## Challenge
Copy out exactly the lines from the one containing "[tag] statue's wing: a pin per instance" through the end of the records, and no pictures.

## Extracted information
##########

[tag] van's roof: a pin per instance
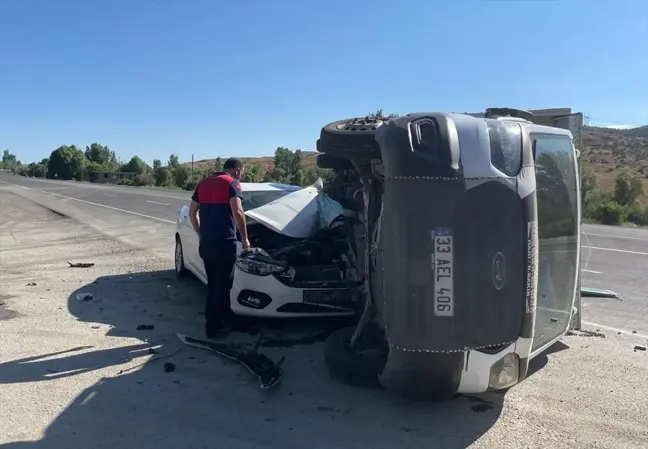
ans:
(267, 187)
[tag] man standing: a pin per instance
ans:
(218, 197)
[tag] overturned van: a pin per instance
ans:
(468, 248)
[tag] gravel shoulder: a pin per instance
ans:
(77, 373)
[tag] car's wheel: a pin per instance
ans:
(180, 269)
(358, 367)
(350, 137)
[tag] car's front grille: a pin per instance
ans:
(329, 298)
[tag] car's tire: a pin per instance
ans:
(180, 269)
(349, 367)
(334, 163)
(353, 136)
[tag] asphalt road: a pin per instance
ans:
(614, 258)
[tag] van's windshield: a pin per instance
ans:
(557, 189)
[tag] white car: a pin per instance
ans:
(296, 268)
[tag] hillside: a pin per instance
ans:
(606, 150)
(609, 150)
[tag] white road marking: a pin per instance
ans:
(107, 207)
(615, 329)
(616, 236)
(616, 250)
(155, 202)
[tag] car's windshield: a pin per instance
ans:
(252, 200)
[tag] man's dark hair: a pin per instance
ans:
(233, 163)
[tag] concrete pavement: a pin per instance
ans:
(614, 258)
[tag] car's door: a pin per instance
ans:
(189, 240)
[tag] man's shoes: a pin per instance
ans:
(219, 333)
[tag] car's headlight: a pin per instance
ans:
(260, 263)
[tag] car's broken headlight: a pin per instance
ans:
(258, 262)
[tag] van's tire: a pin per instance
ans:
(350, 367)
(353, 136)
(333, 162)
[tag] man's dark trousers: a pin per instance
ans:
(219, 259)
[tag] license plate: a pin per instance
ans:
(442, 269)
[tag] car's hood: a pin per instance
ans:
(299, 214)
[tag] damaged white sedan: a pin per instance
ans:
(298, 266)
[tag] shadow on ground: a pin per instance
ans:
(208, 402)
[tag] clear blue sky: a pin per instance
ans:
(221, 78)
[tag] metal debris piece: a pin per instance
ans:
(268, 372)
(81, 265)
(597, 293)
(84, 296)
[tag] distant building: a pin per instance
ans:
(110, 177)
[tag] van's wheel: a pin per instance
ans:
(350, 137)
(359, 366)
(180, 269)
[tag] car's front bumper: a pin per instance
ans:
(266, 296)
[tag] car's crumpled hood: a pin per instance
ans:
(299, 214)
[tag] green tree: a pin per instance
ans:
(589, 183)
(627, 188)
(9, 160)
(67, 162)
(100, 154)
(180, 176)
(162, 176)
(135, 165)
(253, 173)
(288, 167)
(174, 162)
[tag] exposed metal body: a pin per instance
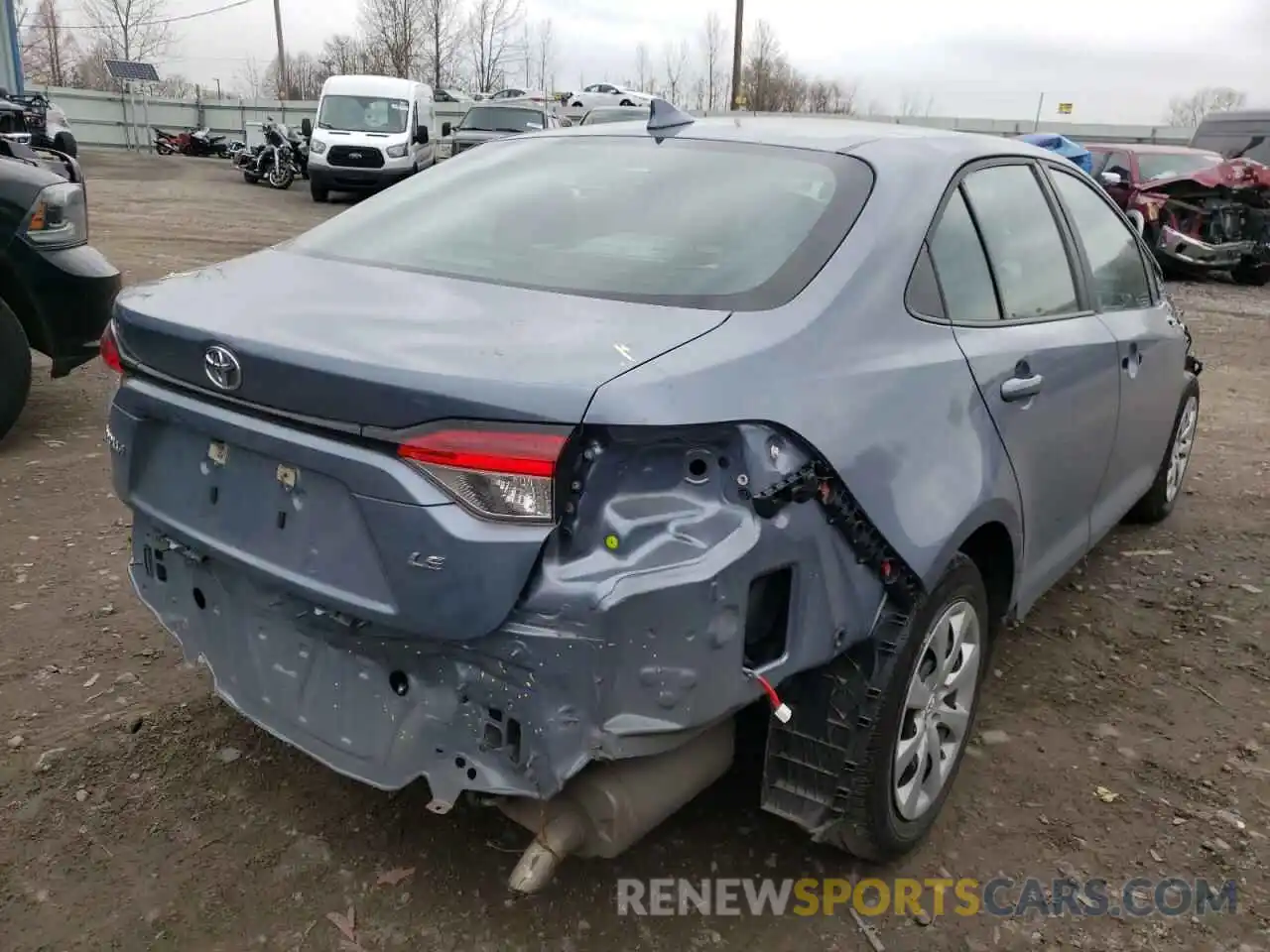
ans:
(348, 606)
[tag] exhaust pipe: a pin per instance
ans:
(608, 806)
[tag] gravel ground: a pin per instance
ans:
(137, 811)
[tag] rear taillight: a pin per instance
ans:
(109, 349)
(495, 474)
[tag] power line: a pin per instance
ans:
(143, 23)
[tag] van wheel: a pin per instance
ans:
(1251, 273)
(1164, 493)
(14, 368)
(64, 143)
(897, 711)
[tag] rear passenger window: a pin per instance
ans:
(1115, 261)
(961, 268)
(1024, 244)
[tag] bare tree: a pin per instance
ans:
(544, 53)
(130, 30)
(444, 35)
(676, 62)
(842, 98)
(340, 55)
(305, 75)
(714, 39)
(762, 66)
(49, 53)
(89, 71)
(490, 31)
(643, 67)
(397, 28)
(1211, 99)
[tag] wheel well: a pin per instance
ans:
(27, 317)
(993, 555)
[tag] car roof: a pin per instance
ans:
(830, 135)
(1144, 148)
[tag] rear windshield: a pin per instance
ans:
(716, 225)
(597, 116)
(1162, 166)
(363, 114)
(502, 118)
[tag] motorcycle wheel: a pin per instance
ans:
(281, 177)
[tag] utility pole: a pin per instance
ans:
(284, 89)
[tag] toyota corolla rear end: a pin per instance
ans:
(367, 498)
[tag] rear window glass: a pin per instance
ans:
(716, 225)
(1162, 166)
(502, 118)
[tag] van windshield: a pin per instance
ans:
(363, 113)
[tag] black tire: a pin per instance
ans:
(1251, 273)
(14, 368)
(1156, 506)
(869, 824)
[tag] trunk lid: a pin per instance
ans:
(372, 347)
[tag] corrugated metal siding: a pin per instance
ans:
(10, 70)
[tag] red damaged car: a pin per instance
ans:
(1199, 211)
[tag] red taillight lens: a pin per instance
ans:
(109, 349)
(495, 474)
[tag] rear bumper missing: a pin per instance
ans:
(1194, 253)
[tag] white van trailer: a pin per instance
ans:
(370, 132)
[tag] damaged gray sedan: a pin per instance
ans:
(530, 475)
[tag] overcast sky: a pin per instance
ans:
(1114, 61)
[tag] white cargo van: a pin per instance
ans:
(371, 131)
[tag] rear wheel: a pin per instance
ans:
(1164, 493)
(14, 368)
(281, 176)
(915, 747)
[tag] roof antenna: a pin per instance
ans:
(665, 116)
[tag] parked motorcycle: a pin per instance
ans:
(169, 143)
(275, 160)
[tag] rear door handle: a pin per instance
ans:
(1021, 388)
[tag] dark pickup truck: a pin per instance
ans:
(56, 291)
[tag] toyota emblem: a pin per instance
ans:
(222, 368)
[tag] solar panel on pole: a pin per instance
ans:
(131, 71)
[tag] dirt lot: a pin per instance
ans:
(137, 811)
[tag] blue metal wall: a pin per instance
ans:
(10, 61)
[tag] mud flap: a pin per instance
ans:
(834, 706)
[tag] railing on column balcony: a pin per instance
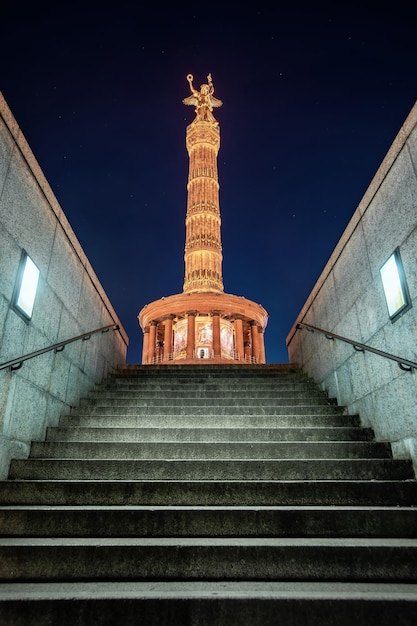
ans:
(404, 364)
(183, 355)
(15, 364)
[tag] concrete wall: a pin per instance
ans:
(69, 302)
(348, 300)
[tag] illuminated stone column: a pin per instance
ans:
(217, 350)
(145, 345)
(239, 347)
(152, 341)
(255, 341)
(191, 333)
(168, 337)
(261, 345)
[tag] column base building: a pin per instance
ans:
(203, 323)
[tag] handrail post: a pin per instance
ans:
(404, 364)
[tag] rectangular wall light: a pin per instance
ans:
(27, 286)
(395, 286)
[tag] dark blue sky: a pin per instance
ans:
(313, 98)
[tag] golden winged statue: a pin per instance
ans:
(203, 100)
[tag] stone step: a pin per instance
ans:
(208, 521)
(207, 603)
(205, 493)
(338, 433)
(256, 396)
(208, 450)
(199, 410)
(181, 558)
(173, 405)
(312, 469)
(178, 402)
(205, 420)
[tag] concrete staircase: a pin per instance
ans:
(208, 495)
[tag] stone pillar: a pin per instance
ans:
(145, 345)
(217, 350)
(261, 341)
(255, 341)
(239, 347)
(168, 337)
(152, 341)
(191, 333)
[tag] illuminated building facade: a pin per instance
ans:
(203, 322)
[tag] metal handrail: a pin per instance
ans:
(404, 364)
(17, 363)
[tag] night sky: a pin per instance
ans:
(313, 97)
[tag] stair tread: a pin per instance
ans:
(211, 542)
(224, 589)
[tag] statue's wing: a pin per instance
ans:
(215, 102)
(191, 100)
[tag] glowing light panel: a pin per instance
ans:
(28, 286)
(394, 285)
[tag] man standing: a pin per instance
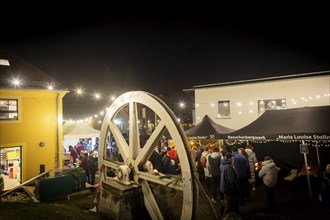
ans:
(268, 173)
(242, 168)
(229, 184)
(213, 165)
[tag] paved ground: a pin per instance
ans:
(293, 202)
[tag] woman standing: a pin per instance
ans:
(268, 173)
(252, 161)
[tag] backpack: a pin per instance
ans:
(203, 160)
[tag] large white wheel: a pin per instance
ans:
(135, 156)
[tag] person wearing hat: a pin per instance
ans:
(92, 167)
(229, 184)
(268, 173)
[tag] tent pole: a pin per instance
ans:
(317, 154)
(307, 173)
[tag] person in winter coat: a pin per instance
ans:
(92, 166)
(213, 165)
(325, 187)
(268, 173)
(241, 165)
(199, 167)
(229, 184)
(252, 161)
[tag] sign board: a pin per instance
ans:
(304, 149)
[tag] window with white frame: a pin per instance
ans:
(224, 109)
(8, 109)
(271, 104)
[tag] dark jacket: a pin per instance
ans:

##########

## Complete response
[tag] statue's wing: a pin per instance
ans:
(215, 102)
(191, 100)
[tag] glowing light panel: a pin per instance
ans:
(28, 286)
(394, 285)
[tag] man standing: a pin per instance
ans:
(268, 173)
(242, 168)
(229, 184)
(213, 165)
[tag] paved ground: a pin per instance
ans:
(293, 202)
[tag] woman standing: a pin per instance
ans:
(268, 173)
(252, 161)
[tag] backpack: a pin per instance
ans:
(203, 160)
[tag] large white wheel: a pin per instance
ans:
(135, 156)
[tag] person wearing hat: a pin per instance
ans:
(92, 167)
(229, 184)
(268, 173)
[tag] tent pole: a pin per instance
ans:
(317, 154)
(307, 173)
[tag] person in winter coat: a pin per instance
ans:
(92, 166)
(213, 165)
(325, 187)
(268, 173)
(241, 165)
(199, 167)
(229, 184)
(252, 161)
[tag] sign board: a pin per instance
ans:
(304, 149)
[tag] window with white frame: a pin per instance
ans:
(224, 109)
(8, 109)
(271, 104)
[tag] dark jacket: a pin per instance
ans:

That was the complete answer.